== INSTRUCTIONS TO FOLLOW ==
Reproduce verbatim the records from the line containing "pixel 444 590." through the last line of the records, inclusive of both ends.

== MATERIAL PROVIDED ==
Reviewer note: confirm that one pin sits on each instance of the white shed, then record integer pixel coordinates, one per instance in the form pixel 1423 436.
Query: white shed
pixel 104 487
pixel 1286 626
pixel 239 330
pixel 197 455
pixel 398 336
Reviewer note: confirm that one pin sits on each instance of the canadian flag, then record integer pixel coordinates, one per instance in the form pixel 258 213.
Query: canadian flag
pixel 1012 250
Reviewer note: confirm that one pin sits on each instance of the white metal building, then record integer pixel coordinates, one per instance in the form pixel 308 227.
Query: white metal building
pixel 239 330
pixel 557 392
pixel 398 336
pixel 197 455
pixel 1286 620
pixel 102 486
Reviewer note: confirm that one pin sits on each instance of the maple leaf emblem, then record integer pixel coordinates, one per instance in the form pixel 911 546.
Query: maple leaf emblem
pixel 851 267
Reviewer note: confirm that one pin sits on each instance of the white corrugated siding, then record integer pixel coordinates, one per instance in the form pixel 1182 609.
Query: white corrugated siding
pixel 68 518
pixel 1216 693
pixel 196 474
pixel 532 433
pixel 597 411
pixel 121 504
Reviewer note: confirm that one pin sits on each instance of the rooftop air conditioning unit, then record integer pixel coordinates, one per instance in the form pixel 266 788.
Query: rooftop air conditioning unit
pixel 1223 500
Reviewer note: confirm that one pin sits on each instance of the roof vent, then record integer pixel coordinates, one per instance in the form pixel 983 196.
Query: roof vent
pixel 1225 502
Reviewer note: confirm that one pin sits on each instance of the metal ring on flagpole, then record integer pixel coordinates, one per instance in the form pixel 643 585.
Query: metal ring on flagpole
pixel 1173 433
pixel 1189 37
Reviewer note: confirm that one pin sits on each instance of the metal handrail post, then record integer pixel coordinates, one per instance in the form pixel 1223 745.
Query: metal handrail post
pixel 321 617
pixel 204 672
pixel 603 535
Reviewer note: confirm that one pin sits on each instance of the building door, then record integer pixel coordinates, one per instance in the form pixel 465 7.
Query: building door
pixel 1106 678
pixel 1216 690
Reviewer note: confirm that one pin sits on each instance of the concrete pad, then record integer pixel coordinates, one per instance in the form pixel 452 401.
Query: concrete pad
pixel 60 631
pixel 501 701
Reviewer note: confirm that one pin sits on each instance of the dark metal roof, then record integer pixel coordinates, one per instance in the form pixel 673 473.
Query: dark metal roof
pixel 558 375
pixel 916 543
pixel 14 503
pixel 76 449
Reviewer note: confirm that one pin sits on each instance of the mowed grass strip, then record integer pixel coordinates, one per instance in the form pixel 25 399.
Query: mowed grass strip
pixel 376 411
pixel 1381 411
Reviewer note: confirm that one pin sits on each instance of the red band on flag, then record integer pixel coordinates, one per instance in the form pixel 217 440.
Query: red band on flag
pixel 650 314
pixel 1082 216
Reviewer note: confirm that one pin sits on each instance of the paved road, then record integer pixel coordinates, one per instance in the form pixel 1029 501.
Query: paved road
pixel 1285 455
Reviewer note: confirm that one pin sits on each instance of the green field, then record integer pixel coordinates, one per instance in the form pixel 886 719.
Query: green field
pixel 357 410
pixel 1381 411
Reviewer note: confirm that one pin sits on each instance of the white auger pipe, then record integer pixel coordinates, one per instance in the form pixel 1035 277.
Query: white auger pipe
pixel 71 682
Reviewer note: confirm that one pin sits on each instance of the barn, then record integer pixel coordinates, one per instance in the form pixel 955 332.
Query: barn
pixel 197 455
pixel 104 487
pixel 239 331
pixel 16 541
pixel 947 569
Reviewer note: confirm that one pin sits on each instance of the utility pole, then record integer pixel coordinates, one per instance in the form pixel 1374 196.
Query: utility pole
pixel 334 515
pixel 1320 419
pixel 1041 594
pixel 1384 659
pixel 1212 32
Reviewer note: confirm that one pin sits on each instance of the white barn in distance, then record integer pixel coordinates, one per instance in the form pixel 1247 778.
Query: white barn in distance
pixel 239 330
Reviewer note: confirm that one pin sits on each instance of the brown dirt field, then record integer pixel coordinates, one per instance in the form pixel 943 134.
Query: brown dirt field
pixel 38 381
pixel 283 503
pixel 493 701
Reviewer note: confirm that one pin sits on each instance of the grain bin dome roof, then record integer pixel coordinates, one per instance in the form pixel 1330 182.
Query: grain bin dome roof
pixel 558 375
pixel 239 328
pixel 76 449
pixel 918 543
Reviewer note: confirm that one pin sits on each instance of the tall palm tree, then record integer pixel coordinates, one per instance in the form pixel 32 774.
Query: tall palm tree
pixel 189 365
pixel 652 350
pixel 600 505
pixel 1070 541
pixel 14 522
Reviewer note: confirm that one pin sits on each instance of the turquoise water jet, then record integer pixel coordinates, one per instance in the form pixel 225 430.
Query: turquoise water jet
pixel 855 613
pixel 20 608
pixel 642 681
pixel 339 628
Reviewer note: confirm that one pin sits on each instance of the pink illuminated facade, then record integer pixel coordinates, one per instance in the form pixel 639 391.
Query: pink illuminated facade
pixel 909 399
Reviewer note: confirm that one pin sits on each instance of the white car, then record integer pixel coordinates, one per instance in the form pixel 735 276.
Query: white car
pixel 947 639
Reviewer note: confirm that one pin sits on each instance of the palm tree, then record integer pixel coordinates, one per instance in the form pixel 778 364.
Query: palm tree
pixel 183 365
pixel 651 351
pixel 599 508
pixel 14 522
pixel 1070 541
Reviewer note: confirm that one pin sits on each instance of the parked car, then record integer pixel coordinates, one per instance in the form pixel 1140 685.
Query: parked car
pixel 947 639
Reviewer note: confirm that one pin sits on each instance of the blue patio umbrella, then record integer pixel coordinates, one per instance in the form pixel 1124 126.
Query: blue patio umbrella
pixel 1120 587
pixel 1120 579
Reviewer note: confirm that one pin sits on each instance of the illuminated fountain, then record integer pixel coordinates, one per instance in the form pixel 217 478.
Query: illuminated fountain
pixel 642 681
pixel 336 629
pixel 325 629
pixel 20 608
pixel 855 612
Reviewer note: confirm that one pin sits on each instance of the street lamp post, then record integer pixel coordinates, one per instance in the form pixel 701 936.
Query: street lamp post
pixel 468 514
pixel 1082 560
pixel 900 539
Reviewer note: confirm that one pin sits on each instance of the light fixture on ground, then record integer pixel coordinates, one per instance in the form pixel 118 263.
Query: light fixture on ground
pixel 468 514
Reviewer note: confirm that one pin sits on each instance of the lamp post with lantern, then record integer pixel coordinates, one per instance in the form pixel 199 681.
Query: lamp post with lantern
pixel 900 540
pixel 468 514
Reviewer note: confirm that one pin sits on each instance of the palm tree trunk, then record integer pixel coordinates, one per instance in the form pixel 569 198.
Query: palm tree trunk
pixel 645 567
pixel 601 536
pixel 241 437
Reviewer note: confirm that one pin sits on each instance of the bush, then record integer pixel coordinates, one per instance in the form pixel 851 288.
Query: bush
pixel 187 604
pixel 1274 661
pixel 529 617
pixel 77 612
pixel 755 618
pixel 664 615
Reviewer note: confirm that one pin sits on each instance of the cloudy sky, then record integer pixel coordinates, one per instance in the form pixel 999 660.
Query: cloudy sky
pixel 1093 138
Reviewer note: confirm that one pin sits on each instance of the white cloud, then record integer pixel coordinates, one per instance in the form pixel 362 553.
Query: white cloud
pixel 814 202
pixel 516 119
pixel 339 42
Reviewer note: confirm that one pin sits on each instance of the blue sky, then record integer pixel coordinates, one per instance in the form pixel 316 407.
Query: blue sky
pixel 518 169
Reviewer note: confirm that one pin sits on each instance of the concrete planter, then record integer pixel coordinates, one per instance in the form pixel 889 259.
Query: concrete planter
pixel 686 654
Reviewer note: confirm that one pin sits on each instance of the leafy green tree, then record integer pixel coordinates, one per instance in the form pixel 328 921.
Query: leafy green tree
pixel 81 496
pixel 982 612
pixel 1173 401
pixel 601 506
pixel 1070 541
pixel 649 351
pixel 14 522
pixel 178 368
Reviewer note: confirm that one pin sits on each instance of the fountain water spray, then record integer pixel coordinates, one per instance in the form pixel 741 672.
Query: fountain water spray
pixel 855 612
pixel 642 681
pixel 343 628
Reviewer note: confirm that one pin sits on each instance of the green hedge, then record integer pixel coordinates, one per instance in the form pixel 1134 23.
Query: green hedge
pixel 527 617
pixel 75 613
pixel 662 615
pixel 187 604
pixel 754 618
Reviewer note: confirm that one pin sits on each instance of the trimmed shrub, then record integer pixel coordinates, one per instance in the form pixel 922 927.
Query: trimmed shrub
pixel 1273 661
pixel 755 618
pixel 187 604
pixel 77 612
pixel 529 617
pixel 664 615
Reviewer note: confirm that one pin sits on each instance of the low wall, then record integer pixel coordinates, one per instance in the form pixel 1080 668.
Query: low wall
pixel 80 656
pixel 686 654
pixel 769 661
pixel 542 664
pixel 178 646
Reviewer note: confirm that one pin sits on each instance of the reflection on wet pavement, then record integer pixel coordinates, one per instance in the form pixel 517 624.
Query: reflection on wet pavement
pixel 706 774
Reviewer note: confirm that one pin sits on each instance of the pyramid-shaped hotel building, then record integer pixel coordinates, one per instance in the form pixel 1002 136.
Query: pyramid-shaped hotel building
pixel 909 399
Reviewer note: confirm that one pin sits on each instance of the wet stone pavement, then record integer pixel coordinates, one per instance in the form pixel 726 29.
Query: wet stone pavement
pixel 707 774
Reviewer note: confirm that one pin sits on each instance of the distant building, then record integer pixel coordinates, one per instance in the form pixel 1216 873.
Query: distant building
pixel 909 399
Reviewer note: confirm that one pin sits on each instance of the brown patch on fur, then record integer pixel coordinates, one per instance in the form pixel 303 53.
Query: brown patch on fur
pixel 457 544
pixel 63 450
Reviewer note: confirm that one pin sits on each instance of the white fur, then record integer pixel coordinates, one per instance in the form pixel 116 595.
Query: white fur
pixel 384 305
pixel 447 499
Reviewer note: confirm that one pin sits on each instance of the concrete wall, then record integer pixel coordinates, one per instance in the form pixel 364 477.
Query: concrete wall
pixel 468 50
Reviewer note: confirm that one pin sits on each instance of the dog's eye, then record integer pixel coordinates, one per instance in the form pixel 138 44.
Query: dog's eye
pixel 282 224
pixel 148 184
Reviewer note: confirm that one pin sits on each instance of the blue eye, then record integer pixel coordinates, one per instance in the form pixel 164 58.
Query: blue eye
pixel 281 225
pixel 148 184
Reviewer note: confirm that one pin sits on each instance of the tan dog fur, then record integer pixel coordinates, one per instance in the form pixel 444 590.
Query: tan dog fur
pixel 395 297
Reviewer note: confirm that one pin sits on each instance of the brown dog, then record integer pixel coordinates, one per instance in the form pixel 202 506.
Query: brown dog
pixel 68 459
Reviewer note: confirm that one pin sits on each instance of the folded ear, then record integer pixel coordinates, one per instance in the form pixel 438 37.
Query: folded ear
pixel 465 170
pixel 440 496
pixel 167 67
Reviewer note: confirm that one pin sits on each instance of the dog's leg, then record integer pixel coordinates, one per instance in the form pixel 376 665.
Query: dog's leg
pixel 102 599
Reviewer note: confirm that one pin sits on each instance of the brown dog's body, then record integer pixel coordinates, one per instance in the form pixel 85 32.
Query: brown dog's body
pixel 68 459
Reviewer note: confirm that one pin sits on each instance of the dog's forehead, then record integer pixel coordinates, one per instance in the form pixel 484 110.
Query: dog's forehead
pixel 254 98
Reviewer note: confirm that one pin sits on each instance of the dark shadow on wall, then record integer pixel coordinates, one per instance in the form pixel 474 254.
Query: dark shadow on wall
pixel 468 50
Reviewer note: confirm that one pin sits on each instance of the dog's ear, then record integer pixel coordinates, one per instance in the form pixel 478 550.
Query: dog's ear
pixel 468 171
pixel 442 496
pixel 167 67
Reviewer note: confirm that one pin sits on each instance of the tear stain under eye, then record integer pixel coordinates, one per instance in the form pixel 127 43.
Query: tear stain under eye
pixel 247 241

== OUTPUT OF THE TASK ==
Reviewer note: confirm that one pin sits on each instance of the tan dog fur, then record integer pixel coordinates, one per instance in the form pixel 444 590.
Query: tan dog fur
pixel 395 297
Reviewer note: confirm that one pin sits on each instance of the brown dog, then record integer pixel coordinates, one per instance in the form pixel 202 506.
Query: brown dog
pixel 68 459
Reviewer note: confirm that one pin sits on each instance of the folded ear, then record integer pixel coordinates, one per instance in the form pixel 438 37.
Query: folded ear
pixel 465 170
pixel 440 496
pixel 167 67
Reviewer note: confirm that one pin sits on each instance of the dog's leg, then record integer pixel coordinates, one per instance in the form pixel 376 665.
Query: dog's leg
pixel 102 599
Reviewer note: confirm that one pin sits on each instance of the brown dog's body, then record integer pixel coordinates, one per instance in the form pixel 85 32.
Query: brown dog's body
pixel 68 459
Reviewer note: confirm that one pin sits on each instance of the dog's forehead, then record integer pixel coordinates, one per instance in the form pixel 484 110.
Query: dog's forehead
pixel 254 98
Reviewer note: confirm that one pin sits on each instance of the dark shadow on wall, then record integer pixel coordinates, one per instance in the form pixel 474 254.
Query: dark shadow on wall
pixel 468 50
Reviewer note: confirm that one pin sits on each instance of the dog's ear, then record integer pixel coordinates, one per instance in the form pixel 478 550.
Query: dog's ear
pixel 468 171
pixel 442 496
pixel 167 67
Reviewer note: confirm that one pin sits on each instance of the tear stain under eye, then record integer pixel coordinates, one per instance in the form pixel 127 43.
Query: tear stain under eye
pixel 247 241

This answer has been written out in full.